Convert the material, from its first line through the line containing "[[407, 205], [424, 209], [166, 284]]", into a JSON list of strings with one string per line and blank lines omitted.

== == ==

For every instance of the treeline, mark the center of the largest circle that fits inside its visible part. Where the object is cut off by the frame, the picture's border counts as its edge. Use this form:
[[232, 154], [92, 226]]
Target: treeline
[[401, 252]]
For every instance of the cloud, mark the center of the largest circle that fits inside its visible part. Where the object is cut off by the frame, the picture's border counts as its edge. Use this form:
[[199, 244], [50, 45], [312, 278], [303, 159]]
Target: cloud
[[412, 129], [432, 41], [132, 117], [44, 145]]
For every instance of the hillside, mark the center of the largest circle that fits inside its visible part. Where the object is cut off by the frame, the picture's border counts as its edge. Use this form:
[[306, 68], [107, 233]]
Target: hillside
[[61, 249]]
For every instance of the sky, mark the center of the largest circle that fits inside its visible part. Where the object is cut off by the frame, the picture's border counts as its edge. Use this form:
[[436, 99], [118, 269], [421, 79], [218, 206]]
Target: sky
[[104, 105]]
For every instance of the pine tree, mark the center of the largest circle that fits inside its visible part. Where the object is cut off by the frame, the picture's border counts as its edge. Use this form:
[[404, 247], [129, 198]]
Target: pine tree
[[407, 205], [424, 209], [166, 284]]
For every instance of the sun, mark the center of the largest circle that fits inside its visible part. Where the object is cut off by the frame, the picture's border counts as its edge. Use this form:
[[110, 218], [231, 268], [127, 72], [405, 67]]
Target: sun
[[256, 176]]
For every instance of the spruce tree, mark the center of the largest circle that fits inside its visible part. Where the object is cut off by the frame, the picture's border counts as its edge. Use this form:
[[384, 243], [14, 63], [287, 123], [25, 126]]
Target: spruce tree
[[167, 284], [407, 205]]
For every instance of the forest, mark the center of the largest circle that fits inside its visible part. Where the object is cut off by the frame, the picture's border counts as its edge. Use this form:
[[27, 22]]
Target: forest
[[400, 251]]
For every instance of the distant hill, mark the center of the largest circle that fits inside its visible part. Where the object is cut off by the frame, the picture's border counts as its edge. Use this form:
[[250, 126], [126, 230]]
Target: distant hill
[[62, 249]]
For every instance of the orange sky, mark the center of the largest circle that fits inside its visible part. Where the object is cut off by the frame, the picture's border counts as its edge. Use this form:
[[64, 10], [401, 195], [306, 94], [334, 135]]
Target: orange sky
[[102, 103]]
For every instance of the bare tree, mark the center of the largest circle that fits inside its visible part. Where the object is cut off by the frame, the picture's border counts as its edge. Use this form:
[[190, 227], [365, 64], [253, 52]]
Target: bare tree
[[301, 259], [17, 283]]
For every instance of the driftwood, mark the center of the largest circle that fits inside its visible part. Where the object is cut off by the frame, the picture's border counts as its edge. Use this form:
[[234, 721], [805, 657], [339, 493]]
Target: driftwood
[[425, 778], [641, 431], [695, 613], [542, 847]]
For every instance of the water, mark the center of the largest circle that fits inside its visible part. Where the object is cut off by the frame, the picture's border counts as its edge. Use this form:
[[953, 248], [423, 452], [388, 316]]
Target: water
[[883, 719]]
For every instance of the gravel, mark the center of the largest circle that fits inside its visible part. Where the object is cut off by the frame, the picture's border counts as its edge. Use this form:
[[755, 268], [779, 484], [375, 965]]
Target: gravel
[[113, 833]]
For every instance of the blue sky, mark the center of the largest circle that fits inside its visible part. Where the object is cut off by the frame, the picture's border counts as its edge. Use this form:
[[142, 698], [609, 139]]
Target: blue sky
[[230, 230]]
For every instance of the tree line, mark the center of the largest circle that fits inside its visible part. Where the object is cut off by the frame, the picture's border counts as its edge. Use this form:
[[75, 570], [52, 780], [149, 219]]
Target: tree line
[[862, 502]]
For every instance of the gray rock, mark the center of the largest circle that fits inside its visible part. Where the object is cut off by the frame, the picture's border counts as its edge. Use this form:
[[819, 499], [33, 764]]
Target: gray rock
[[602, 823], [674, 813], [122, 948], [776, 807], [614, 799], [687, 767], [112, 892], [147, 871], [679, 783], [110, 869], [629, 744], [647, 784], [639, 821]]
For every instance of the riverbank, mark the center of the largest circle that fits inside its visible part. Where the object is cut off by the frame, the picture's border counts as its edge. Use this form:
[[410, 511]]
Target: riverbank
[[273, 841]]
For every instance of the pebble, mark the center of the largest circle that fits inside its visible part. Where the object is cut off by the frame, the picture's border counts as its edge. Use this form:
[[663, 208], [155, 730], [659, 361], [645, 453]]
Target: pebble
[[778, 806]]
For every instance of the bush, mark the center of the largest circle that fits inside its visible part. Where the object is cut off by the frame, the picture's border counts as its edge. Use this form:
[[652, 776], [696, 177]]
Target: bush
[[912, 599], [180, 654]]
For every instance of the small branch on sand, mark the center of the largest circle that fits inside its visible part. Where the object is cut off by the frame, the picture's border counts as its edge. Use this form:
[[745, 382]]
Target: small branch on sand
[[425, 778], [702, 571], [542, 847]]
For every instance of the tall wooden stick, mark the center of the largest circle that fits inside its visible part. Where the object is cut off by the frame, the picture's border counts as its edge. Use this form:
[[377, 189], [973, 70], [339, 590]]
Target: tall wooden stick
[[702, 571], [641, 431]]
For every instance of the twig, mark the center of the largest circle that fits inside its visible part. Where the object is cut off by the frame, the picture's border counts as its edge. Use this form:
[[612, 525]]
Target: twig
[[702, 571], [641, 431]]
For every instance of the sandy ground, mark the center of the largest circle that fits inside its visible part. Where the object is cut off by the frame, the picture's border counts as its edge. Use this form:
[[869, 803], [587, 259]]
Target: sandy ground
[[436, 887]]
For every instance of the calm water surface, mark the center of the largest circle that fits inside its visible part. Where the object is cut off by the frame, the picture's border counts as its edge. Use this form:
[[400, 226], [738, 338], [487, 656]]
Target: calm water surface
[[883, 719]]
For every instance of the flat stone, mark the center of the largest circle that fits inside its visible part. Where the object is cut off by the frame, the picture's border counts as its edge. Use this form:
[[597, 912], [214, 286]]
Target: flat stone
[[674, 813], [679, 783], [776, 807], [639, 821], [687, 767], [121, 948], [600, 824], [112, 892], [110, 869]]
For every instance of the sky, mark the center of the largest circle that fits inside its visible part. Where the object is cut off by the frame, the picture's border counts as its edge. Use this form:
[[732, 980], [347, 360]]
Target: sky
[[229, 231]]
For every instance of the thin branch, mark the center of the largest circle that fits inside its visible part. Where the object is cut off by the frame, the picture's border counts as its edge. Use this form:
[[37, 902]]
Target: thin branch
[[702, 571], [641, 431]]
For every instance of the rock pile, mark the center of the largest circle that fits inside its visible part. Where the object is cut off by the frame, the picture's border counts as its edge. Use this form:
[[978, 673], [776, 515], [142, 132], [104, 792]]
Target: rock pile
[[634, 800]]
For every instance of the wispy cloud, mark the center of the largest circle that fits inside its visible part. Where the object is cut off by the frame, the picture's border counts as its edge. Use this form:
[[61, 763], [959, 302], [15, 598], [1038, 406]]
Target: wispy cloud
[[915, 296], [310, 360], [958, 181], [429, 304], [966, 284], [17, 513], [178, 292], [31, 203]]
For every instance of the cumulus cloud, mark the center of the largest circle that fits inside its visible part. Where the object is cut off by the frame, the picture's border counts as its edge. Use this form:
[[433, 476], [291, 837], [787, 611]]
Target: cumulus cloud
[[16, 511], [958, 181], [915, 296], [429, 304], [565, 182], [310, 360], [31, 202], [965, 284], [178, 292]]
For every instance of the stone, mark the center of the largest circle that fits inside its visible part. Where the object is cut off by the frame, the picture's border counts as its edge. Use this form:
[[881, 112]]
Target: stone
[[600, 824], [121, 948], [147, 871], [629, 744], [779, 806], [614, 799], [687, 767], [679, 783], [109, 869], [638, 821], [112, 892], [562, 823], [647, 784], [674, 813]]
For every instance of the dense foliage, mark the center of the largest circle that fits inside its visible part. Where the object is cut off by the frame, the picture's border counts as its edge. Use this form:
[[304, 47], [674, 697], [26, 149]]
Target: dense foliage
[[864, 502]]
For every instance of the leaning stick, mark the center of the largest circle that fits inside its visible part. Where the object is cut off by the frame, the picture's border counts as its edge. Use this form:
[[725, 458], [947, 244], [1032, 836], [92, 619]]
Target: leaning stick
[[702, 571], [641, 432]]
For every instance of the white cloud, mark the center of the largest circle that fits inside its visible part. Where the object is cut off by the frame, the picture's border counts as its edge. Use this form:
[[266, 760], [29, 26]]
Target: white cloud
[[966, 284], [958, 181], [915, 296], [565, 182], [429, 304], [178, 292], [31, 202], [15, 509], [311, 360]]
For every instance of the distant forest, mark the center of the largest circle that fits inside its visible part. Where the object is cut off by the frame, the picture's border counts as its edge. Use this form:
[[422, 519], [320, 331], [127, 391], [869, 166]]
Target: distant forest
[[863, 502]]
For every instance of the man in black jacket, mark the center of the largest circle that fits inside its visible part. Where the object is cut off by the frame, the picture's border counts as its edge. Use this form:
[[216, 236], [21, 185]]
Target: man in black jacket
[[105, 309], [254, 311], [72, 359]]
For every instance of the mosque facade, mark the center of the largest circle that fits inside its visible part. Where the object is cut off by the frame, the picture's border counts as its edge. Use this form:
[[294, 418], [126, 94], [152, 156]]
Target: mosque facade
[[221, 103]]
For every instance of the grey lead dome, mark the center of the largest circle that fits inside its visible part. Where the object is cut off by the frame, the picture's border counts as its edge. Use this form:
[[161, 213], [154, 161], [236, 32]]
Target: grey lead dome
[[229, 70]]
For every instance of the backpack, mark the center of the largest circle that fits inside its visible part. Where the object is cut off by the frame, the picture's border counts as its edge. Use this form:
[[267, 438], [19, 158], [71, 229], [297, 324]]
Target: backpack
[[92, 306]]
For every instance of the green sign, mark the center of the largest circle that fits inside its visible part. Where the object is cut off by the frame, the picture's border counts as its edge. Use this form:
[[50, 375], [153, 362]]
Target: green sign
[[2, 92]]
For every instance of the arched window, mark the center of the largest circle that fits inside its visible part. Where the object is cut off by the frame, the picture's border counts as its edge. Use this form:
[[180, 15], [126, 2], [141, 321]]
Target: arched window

== == ==

● RESPONSE TO THIS EXERCISE
[
  "For every instance of the treeline, mark the center of the largest circle that fits inside its visible part. Where the object is cut off by the frame, the picture's border counts as its edge. Use this form:",
  "[[232, 154], [92, 226]]",
  "Target: treeline",
  "[[401, 252]]",
  "For every instance of the cloud, mark the center of the largest circle that fits inside its visible part. Where the object is cut off by the frame, the picture's border counts as its edge. Use this form:",
  "[[199, 244], [50, 45], [312, 278], [303, 159]]",
  "Target: cloud",
  "[[412, 129], [432, 41], [132, 117], [44, 145]]",
  "For every instance of the hillside, mark the center of the largest circle that fits inside its visible part. Where the object is cut off by the frame, the picture's border counts as its edge. Use this form:",
  "[[306, 68], [107, 233]]",
  "Target: hillside",
  "[[61, 249]]",
  "For every instance of the sky, mark the center of the largest circle that fits inside its visible part. Where the object is cut off by the frame, the picture's border counts as its edge. Use this form:",
  "[[436, 99], [118, 269], [421, 79], [218, 206]]",
  "Target: sky",
  "[[104, 105]]",
  "For every instance of the pine tree, mark the center of the largest circle that fits inside its visible part. Where the object is cut off by the frame, the picture's border counts as its edge. Use this form:",
  "[[404, 247], [129, 198]]",
  "Target: pine tree",
  "[[407, 205], [424, 209], [166, 284]]"
]